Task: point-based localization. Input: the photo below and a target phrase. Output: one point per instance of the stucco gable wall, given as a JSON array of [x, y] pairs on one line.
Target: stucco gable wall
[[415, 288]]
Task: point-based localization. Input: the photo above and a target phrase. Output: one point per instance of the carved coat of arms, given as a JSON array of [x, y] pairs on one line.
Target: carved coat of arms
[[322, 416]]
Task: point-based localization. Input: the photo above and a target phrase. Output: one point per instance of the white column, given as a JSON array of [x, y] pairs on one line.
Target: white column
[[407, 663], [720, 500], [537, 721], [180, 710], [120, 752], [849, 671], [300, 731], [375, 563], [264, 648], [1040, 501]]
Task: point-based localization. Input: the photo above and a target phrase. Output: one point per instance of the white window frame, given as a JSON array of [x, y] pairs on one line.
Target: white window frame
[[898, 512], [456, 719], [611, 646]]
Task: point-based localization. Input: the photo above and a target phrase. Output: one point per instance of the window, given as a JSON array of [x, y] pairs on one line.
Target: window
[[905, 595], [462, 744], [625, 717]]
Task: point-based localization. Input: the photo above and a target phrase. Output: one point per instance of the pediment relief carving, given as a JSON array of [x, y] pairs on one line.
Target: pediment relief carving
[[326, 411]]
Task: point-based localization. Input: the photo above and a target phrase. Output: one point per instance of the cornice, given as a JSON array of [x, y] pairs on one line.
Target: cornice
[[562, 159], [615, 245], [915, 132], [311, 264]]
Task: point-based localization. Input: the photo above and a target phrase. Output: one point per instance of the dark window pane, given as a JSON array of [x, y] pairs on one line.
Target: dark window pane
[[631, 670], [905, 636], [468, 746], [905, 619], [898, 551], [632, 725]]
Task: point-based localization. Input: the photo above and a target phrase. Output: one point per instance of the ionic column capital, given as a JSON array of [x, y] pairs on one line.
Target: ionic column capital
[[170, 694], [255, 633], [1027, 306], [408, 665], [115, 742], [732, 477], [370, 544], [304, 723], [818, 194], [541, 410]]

> [What the task requires]:
Output the entire listing above exactly, keeping each line as it is.

> [Task response]:
Task: point-based localization. Input: the photo below and a target phrase. Output: one point per instance of the stucco gable wall, given as a JSON array of [x, y] pairs on one line.
Target: stucco gable wall
[[415, 288]]
Task: point-based localization. Input: the photo above and a target phrase. Output: one point per instance of the carved coat of arms, given as a JSON array of [x, y] pairs on one line.
Target: carved coat of arms
[[322, 416]]
Task: point-based localization. Input: the photo above and a target phrase. Output: one point per instance of the white column, given as a JSON array of [x, y] pairs on one line.
Target: white column
[[407, 663], [720, 500], [537, 721], [180, 710], [120, 752], [849, 671], [300, 731], [375, 563], [264, 648], [1040, 501]]
Task: point-based localization. Input: the photo above and a target phrase. Output: one point per instance of the white window frame, given as a JSON array of [x, y] pairs on one line.
Target: white window frame
[[898, 512], [456, 719], [611, 646]]
Task: point-based localization. Input: the photo above and a target phrase. Output: one point per instance of the window, given as a JSON array of [x, y] pairs on one line.
Target: window
[[905, 595], [462, 744], [625, 717]]
Task: point-based localization. Input: the photo above and a target phrase. Output: one point per instance of the pediment relief carving, given as a JSON array of [x, y] pairs on one line.
Target: pediment relief carving
[[326, 411]]
Task: point-based localization. Input: the photo above and a target phrase. Output: one point per instance of the cornice, given as a JSON array of [x, y] pairs on one line.
Target: cornice
[[562, 159], [615, 245], [915, 132], [311, 264]]
Task: point-based localization. Input: the photo above and a target phrase. Output: one point per instance of the dark window pane, given as a JSON array of [x, y] pairs on one line.
Target: dark window pane
[[631, 670], [905, 636], [468, 746], [905, 619], [898, 551], [632, 725]]
Task: point-based localization. Input: the photo above and a target phrase. Output: one point per instance of the ionic column capital, given as a JSON array of [x, y] pairs on one line.
Target: ionic column capital
[[170, 694], [255, 633], [1027, 306], [408, 665], [115, 742], [732, 477], [370, 544], [304, 723], [818, 194], [541, 410]]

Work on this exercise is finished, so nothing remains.